§ Stated problem: Starting at the line that contains "Note to the class: point to the sun", transcribe every remaining line of the entries exactly, including the last one.

Start Entries shown

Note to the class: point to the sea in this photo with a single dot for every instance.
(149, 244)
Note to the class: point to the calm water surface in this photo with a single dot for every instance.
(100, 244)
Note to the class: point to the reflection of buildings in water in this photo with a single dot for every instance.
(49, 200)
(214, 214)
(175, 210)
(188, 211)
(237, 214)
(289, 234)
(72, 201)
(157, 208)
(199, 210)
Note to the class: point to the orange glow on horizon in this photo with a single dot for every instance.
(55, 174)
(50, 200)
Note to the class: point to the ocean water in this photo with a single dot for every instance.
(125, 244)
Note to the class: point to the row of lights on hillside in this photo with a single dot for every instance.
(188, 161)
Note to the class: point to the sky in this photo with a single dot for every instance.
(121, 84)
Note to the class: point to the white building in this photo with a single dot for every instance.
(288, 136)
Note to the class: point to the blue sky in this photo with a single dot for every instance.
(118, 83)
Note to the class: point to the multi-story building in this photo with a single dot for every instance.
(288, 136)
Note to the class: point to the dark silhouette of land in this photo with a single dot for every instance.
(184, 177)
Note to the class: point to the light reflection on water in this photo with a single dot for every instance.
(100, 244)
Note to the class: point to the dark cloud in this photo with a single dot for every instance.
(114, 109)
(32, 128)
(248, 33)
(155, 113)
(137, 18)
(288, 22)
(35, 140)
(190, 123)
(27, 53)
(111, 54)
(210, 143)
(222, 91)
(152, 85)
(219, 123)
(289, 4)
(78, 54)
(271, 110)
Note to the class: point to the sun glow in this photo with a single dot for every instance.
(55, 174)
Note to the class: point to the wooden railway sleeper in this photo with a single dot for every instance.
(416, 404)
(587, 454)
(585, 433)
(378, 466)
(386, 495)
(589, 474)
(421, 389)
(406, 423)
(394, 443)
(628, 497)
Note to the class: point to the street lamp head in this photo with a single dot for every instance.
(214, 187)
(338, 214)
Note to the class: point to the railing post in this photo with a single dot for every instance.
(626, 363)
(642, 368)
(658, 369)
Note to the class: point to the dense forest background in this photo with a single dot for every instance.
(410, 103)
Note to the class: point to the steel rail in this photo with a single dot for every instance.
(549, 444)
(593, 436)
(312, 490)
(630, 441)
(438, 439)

End Entries shown

§ Exercise output:
Note to the class: point to the sun glow in this photo with a single dot for every instance.
(55, 174)
Note to the class: point to the wooden railway sleeper in this photo with a single dot for every instance.
(416, 404)
(587, 454)
(585, 433)
(378, 466)
(386, 495)
(589, 474)
(421, 389)
(406, 423)
(394, 443)
(628, 497)
Note to the class: point to the street lamp head in this photo with a single dot for every instance.
(214, 187)
(338, 214)
Note to the class: point to the railing post in this photo with a single dot for every instance.
(626, 363)
(642, 368)
(658, 369)
Note to the class: point to the dense forest background in this photo with a single dot for every instance.
(410, 103)
Note to the class: point to the steel rail in this photo with a single dot for every instance.
(549, 444)
(593, 436)
(312, 490)
(630, 441)
(438, 439)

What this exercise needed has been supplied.